**The problem**
Quote every line below exactly as it reads.

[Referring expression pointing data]
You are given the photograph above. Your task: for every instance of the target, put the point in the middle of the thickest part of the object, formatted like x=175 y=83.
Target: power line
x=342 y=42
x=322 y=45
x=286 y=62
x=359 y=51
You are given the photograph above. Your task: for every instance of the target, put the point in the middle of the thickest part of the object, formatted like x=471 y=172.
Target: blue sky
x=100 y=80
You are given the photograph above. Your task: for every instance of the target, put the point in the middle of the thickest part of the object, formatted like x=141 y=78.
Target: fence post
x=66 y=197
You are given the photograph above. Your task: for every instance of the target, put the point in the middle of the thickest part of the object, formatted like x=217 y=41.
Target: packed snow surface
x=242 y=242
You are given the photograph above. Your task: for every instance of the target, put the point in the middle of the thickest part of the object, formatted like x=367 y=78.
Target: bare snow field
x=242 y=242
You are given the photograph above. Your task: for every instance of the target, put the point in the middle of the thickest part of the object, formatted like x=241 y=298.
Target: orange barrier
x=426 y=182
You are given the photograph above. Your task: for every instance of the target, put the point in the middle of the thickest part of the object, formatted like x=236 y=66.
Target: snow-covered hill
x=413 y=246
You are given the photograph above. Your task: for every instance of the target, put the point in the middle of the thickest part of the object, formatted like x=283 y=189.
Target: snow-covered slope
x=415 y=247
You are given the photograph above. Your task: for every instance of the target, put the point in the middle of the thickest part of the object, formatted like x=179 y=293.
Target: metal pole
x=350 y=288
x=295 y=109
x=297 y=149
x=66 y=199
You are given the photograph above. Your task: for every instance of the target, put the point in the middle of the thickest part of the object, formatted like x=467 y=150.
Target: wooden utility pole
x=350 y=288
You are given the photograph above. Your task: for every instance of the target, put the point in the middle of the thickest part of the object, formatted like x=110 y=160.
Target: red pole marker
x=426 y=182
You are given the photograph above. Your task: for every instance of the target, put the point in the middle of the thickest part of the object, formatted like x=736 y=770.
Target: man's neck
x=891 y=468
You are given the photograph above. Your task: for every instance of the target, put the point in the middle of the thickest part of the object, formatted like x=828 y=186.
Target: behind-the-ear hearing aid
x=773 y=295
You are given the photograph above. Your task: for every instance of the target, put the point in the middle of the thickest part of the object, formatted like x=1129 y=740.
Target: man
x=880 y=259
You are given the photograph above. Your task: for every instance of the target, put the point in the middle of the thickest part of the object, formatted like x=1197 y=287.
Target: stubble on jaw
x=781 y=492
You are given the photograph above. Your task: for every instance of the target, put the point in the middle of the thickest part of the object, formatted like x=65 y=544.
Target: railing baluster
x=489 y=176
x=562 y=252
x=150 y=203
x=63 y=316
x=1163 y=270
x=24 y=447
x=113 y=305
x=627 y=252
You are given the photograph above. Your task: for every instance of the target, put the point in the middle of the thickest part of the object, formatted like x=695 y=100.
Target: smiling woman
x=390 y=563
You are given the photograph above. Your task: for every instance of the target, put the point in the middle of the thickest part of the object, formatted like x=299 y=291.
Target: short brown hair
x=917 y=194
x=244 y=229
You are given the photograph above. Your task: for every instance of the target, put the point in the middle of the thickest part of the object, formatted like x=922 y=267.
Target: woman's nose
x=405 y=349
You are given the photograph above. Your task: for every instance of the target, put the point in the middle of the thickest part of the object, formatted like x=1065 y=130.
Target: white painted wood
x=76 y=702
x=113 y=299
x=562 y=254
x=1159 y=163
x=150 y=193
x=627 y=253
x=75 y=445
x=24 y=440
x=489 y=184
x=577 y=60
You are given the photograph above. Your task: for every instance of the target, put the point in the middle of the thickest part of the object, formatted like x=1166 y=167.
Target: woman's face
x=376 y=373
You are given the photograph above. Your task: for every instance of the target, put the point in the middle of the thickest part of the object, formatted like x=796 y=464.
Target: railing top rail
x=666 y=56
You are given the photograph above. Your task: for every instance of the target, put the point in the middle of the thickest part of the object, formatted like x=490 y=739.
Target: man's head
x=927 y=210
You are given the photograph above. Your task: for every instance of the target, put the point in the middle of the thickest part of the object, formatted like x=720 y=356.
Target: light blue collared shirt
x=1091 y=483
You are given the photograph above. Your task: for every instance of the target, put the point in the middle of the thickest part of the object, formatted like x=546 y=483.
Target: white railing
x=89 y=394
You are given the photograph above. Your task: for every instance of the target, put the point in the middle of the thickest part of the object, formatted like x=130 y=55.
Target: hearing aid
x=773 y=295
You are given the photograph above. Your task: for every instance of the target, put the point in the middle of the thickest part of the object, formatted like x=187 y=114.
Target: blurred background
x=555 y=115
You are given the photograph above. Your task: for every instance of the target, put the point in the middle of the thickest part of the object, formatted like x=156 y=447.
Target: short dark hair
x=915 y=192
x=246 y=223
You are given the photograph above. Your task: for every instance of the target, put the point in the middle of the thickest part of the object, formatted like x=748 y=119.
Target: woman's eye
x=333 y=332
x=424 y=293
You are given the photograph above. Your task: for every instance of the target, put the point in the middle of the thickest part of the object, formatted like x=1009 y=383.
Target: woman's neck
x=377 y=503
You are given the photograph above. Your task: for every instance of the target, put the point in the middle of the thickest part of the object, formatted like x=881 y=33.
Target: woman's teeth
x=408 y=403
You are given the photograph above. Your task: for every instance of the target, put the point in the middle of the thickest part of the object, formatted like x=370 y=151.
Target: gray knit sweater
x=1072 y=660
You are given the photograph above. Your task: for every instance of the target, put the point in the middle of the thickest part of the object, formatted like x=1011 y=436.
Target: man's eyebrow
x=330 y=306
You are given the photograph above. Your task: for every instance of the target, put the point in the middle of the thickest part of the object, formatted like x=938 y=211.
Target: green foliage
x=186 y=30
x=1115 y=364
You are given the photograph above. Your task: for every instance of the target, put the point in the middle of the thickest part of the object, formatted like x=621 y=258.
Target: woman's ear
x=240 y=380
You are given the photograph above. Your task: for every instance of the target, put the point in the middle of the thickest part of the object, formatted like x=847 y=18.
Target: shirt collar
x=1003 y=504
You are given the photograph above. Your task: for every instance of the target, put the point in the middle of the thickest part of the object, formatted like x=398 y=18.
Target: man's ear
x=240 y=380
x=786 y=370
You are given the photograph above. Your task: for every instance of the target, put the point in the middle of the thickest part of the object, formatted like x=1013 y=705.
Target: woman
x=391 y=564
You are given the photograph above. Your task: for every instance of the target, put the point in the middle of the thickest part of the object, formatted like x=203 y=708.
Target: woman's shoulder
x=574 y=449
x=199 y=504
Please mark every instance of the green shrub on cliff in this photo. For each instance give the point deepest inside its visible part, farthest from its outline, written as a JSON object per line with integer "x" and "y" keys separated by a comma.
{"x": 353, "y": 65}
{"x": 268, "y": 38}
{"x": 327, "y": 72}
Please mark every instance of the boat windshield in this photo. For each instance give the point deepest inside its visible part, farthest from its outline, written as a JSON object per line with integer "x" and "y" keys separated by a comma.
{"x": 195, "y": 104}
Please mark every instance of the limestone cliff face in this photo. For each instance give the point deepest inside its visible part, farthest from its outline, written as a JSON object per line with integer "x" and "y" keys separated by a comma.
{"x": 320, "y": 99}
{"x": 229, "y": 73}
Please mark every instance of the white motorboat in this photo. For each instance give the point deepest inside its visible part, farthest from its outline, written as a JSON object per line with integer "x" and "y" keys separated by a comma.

**Your solution**
You are given the photograph above. Your task: for every instance of the target, put the point in the middle of the thickest part of the object, formatted like x=175 y=83.
Target: power line
x=342 y=42
x=322 y=45
x=286 y=62
x=359 y=51
You are given the photograph above. Your task: for every instance of the target, put the point in the middle of the thickest part of the object, formatted like x=471 y=172.
Target: blue sky
x=100 y=80
You are given the photograph above. Your task: for every instance of the target, put the point in the middle of the thickest part of the object, formatted like x=141 y=78.
Target: fence post
x=66 y=197
You are given the photograph above. Your task: for every instance of the target, put the point in the middle of the thickest part of the object, formatted like x=217 y=41.
Target: packed snow surface
x=242 y=242
You are given the photograph above. Your task: for every instance of the target, put the point in the middle of the thickest part of the object, formatted like x=367 y=78.
Target: bare snow field
x=242 y=242
You are given the photograph above. Your task: for every instance of the target, put the point in the middle of the thickest part of the object, formatted like x=241 y=298.
Target: orange barrier
x=426 y=182
You are given the photograph above. Your task: for every instance of the target, put the point in the middle of the thickest part of the object, formatted like x=236 y=66.
Target: snow-covered hill
x=413 y=246
You are given the photograph above. Your task: for every instance of the target, put the point in the middle of the thickest part of the object, formatted like x=283 y=189.
Target: snow-covered slope
x=415 y=247
You are given the photograph above. Your task: for every instance of the target, put the point in the middle of the thickest part of the object, formatted like x=179 y=293.
Target: metal pole
x=350 y=288
x=295 y=109
x=297 y=149
x=66 y=199
You are given the photograph above. Your task: for every instance of the target, put the point in the middle of the thickest part of the object, formatted like x=467 y=150.
Target: wooden utility pole
x=350 y=288
You are given the photograph above. Your task: for every instance of the target, put the point in the middle of the thickest part of the object, formatted like x=110 y=160.
Target: red pole marker
x=426 y=182
You are given the photograph above. Your task: for every instance of the target, put the point in the middle of the thickest part of the object, formatted like x=736 y=770.
Target: man's neck
x=891 y=468
You are given the photograph above. Your task: for every instance of the target, put the point in the middle of the thickest part of the object, formatted like x=828 y=186.
Target: behind-the-ear hearing aid
x=773 y=295
You are given the photograph above. Your task: for every instance of the target, put the point in the middle of the thickest part of the object, formatted like x=1129 y=740.
Target: man
x=880 y=259
You are given the photograph above. Your task: for every instance of the target, put the point in the middle of the thickest part of the object, formatted like x=1197 y=287.
Target: stubble on jaw
x=781 y=492
You are given the photograph above. Your task: for every instance of the target, put the point in the middle of the thickest part of the object, formatted like x=65 y=544.
Target: railing baluster
x=489 y=176
x=562 y=252
x=150 y=203
x=63 y=316
x=1163 y=270
x=24 y=447
x=113 y=305
x=627 y=252
You are given the photograph above. Your task: for every instance of the target, put the point in the middle of the thickest part of the object, formatted like x=695 y=100.
Target: smiling woman
x=390 y=563
You are given the photograph above. Your task: for every instance of the target, put the point in the middle of the thickest part of the object, formatted like x=299 y=291.
Target: short brown hair
x=917 y=194
x=244 y=229
You are given the photograph above. Your task: for every instance of the target, put the point in the middle of the thickest part of the object, formatted like x=922 y=267.
Target: woman's nose
x=405 y=349
You are given the photograph above. Your task: for every instance of the target, put the point in the middle of the thickest part of the object, formatted like x=1065 y=130.
Target: white painted wood
x=76 y=702
x=113 y=299
x=562 y=254
x=1159 y=163
x=150 y=193
x=627 y=253
x=75 y=445
x=24 y=440
x=489 y=184
x=577 y=60
You are given the photograph above. Your task: for every instance of the target, put the point in the middle of the thickest part of the object, formatted like x=1166 y=167.
Target: woman's face
x=376 y=373
You are given the photograph above. Your task: for every instance of the target, put the point in the middle of the thickest part of the object, formatted like x=796 y=464.
Target: railing top rail
x=666 y=56
You are given the photograph above. Your task: for every instance of the target, put the point in the middle of the thickest part of the object, formatted like x=490 y=739.
Target: man's head
x=927 y=210
You are given the photograph above. Your task: for every instance of the target, put the point in the middle of the thickest part of the object, formatted like x=720 y=356.
Target: light blue collared shirt
x=1091 y=483
You are given the photograph above. Your task: for every instance of the target, put the point in the middle of the thickest part of the object, formatted like x=546 y=483.
Target: white railing
x=89 y=394
You are given the photograph above. Your task: for every instance of the target, put the point in the middle of the thickest part of the object, formatted like x=130 y=55.
Target: hearing aid
x=773 y=295
You are given the photograph above. Your task: for every instance of the target, put the point in the middle of the thickest part of the object, formatted like x=187 y=114.
Target: blurred background
x=555 y=115
You are given the photograph above. Your task: for every instance of the target, put the point in the middle of the thickest part of the object, formatted like x=156 y=447.
Target: short dark hair
x=915 y=192
x=246 y=223
You are given the photograph above. Your task: for every instance of the target, put the point in the middle of the thickest part of the object, formatted like x=748 y=119.
Target: woman's eye
x=333 y=332
x=424 y=293
You are given the photograph above. Your task: for every instance of the target, put the point in the middle of the thickest part of the object, formatted like x=1009 y=383.
Target: woman's neck
x=377 y=503
You are given the photograph above. Your task: for every instance of the target, put the point in the middle of the thickest part of the object, formatted like x=881 y=33.
Target: woman's teeth
x=408 y=403
You are given the photograph above. Your task: for every instance of the target, put the point in the middle of the thickest part of the object, formatted like x=370 y=151.
Target: gray knit sweater
x=1072 y=660
You are given the photograph above. Your task: for every instance of the target, put the point in the middle of the thickest part of the object, formatted like x=1011 y=436.
Target: man's eyebrow
x=330 y=306
You are given the photograph above. Your task: for every instance of the target, put the point in the middle of the thickest part of the object, formatted like x=938 y=211.
Target: green foliage
x=186 y=30
x=1115 y=364
You are given the photograph above. Your task: for every instance of the target, put the point in the middle of the thickest part of the object, formatted like x=621 y=258.
Target: woman's ear
x=240 y=380
You are given the photograph above. Your task: for every instance of the target, put the point in the middle of the thickest part of the object, formatted like x=847 y=18.
Target: shirt collar
x=1003 y=504
You are given the photograph above. Your task: for every instance of the target, put the point in the middle of the thickest part of the object, formatted like x=398 y=18.
Target: man's ear
x=240 y=380
x=786 y=370
You are given the photograph above. Your task: for every instance of the target, put the point in the middle of the thickest part of the object, formatted like x=1013 y=705.
Target: woman
x=391 y=564
You are given the photograph above. Your task: for every instance of the target, put the point in the middle of the thickest part of the object, formatted like x=203 y=708.
Target: woman's shoulder
x=574 y=449
x=199 y=504
Please mark every instance of the green shrub on cliff in this photo. For each instance give the point deepest inside its visible part, farthest from its outline, written as a JSON object per line with integer "x" and "y" keys separated by a comma.
{"x": 353, "y": 65}
{"x": 268, "y": 38}
{"x": 327, "y": 72}
Please mark every instance of the boat windshield in this photo. For each instance give the point deepest inside its visible part, farthest from its outline, written as a JSON object per line with integer "x" and "y" keys separated by a comma.
{"x": 195, "y": 104}
Please mark every instance of the limestone cliff face in this photo. For each instance give the point deepest inside its visible part, farthest from its outline, written as a JSON object per line with integer "x" and "y" keys separated by a comma.
{"x": 320, "y": 99}
{"x": 229, "y": 73}
Please mark every instance of the white motorboat in this photo. For each instance give the point deepest inside its visible part, farthest from its outline, written as a JSON object per line with integer "x" and "y" keys separated by a comma.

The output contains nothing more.